= 表示テキスト =
+---+
そもそも私は才能が題材になっている作品が大好きだ。「ピンポン」しかり天才の葛藤・孤独の描写が堪らない(当然その後のカタルシスありきの話しだが)

さて、「ひゃくえむ」だが内容としては100m走の天才である主人公トガシは小学生の頃小宮と言う気の小さな少年と出会う。トガシは彼の面倒を見て走り方を教えてあげるが次第に彼の不気味と言えるほどの走る事への執着に気づく。その後2人は別れるのだが・・・。

前述したがこの漫画は才能が題材になっている。諦めた天才・自分を疑わなかった天才・信じるしかなかった天才。

ただ天才たちは結局諦めない。彼らを支えるのは応援してくれる人ではなくかつて天才であったと言う自負のみだ。人の為ではなくただ自分の為に走る。天才というのは自分のために諦められない凄まじいナルシシズムとそれを実現できる能力を持っている人を指すのかもしれない。
+---+
= データ抜粋 =
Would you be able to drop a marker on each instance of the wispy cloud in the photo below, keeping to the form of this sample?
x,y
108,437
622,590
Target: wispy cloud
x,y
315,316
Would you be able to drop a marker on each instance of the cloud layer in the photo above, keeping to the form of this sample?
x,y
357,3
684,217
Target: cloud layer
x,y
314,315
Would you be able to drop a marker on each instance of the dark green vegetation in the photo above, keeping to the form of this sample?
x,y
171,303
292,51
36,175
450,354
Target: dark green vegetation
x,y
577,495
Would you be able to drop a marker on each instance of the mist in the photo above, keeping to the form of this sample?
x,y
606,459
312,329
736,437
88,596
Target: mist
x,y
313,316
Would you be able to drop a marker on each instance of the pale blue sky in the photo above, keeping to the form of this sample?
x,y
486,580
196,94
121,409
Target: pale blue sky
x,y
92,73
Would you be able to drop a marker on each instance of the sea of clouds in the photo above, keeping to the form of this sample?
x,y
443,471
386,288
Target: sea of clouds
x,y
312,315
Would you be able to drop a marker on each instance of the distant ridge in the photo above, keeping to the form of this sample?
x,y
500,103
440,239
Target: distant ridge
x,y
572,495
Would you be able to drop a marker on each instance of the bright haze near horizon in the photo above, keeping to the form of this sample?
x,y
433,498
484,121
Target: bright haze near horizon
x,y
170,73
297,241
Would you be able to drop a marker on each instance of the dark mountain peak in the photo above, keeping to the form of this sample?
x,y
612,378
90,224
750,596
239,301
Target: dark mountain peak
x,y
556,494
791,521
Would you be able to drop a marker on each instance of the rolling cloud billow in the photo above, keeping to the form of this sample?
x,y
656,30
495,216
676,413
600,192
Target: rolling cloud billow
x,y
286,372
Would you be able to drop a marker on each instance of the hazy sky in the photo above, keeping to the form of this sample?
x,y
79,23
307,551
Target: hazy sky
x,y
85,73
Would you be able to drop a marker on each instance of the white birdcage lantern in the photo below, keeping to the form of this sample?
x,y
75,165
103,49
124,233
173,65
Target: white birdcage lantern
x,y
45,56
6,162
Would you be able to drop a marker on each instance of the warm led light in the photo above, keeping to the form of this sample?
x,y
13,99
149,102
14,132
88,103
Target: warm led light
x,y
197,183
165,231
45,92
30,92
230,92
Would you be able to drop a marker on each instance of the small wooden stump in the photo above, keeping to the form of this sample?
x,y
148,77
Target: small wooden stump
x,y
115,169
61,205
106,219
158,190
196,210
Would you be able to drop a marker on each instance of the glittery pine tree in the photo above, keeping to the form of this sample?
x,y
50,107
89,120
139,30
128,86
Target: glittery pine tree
+---+
= 演習課題 =
1. 「ひゃくえむ」を紹介する文章のうち、「さて、「ひゃくえむ」だが内容」から「才・信じるしかなかった天才。」に至るまでの部分を、一字一句変えずに返してください。
2. 「ひゃくえむ」を紹介する文章によると、主人公トガシが小学生の頃に出会った少年の名前は何ですか。

= 問題の解答 =
1.
さて、「ひゃくえむ」だが内容としては100m走の天才である主人公トガシは小学生の頃小宮と言う気の小さな少年と出会う。トガシは彼の面倒を見て走り方を教えてあげるが次第に彼の不気味と言えるほどの走る事への執着に気づく。その後2人は別れるのだが・・・。

前述したがこの漫画は才能が題材になっている。諦めた天才・自分を疑わなかった天才・信じるしかなかった天才。

2. 小宮です。